ENTRIES SUPPLIED start

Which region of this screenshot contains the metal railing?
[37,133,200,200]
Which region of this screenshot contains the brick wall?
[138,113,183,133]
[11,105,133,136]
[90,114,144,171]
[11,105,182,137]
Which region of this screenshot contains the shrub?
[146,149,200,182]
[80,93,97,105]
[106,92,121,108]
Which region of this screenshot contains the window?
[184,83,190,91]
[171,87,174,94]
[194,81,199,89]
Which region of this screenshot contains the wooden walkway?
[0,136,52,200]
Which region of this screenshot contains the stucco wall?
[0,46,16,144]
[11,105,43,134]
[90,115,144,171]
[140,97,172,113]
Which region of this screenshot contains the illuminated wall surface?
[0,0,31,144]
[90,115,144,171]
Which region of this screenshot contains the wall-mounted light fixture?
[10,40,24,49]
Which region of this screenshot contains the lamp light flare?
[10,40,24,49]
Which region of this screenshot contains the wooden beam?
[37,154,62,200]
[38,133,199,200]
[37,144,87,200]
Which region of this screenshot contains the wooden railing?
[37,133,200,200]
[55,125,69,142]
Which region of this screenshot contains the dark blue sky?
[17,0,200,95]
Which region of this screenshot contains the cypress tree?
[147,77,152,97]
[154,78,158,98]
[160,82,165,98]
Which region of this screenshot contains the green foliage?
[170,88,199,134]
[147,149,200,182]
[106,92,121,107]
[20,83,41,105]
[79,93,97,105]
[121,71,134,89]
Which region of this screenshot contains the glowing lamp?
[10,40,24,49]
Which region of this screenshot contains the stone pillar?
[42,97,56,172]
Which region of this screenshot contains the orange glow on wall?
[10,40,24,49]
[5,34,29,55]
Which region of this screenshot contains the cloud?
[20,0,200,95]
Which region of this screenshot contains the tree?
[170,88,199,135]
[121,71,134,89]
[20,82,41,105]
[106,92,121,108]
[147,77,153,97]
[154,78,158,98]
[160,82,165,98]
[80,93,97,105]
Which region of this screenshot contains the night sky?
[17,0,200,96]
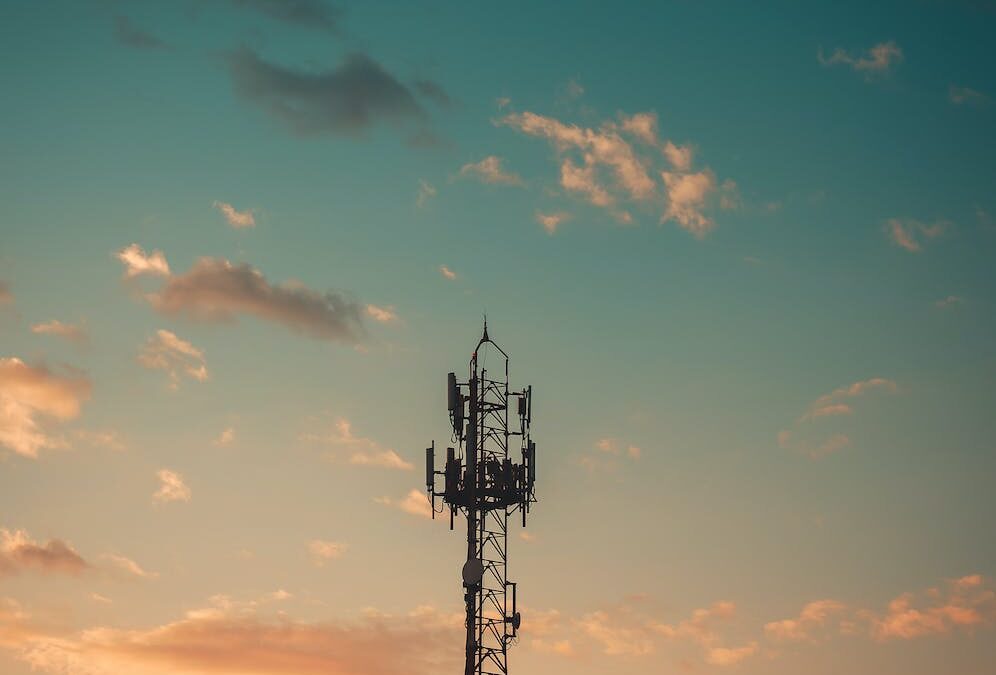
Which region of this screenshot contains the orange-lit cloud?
[0,529,90,576]
[0,357,90,457]
[152,469,190,502]
[138,329,208,389]
[0,591,461,675]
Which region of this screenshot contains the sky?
[0,0,996,675]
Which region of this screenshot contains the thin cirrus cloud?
[211,201,256,230]
[0,529,90,576]
[0,591,462,675]
[215,0,343,34]
[457,155,525,187]
[816,40,903,78]
[152,469,191,503]
[948,84,989,105]
[303,417,415,471]
[0,357,91,458]
[227,47,441,144]
[777,377,899,459]
[496,112,739,238]
[147,258,364,344]
[31,319,88,342]
[138,328,208,389]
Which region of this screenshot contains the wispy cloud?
[115,244,169,279]
[138,328,208,389]
[0,529,90,576]
[374,488,432,518]
[497,112,736,237]
[885,218,951,253]
[816,40,903,78]
[304,417,415,471]
[457,155,525,187]
[948,84,990,105]
[228,47,442,144]
[0,357,90,458]
[308,539,349,567]
[152,469,191,503]
[415,180,436,208]
[536,211,571,235]
[147,258,364,344]
[211,201,256,229]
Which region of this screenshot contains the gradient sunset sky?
[0,0,996,675]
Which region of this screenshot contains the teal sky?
[0,0,996,675]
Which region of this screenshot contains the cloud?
[496,112,739,237]
[114,14,166,49]
[415,180,436,208]
[228,47,440,139]
[7,591,462,675]
[0,529,90,576]
[859,574,996,642]
[458,155,525,187]
[885,218,950,253]
[115,244,169,279]
[31,319,87,342]
[661,170,716,239]
[138,328,208,389]
[0,357,90,458]
[213,0,342,34]
[308,539,349,567]
[100,553,159,579]
[149,258,363,344]
[211,201,256,229]
[212,427,235,448]
[305,417,415,471]
[948,84,989,105]
[152,469,190,503]
[367,305,398,323]
[536,211,571,235]
[764,600,845,642]
[816,40,903,77]
[374,488,432,518]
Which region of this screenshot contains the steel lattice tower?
[426,320,536,675]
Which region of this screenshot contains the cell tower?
[425,319,536,675]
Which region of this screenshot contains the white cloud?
[817,40,903,76]
[115,244,169,279]
[308,539,349,567]
[536,211,571,235]
[211,201,256,229]
[152,469,190,502]
[138,329,208,389]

ENTRIES SUPPLIED end

WHAT THIS TASK INVOLVES: Collect every row above that contains the string "tree". Case matters, so uppercase and lowercase letters count as different.

ANSWER TO THE EXERCISE:
Which region of this screenshot contains the cypress tree?
Which region of this screenshot contains the tree?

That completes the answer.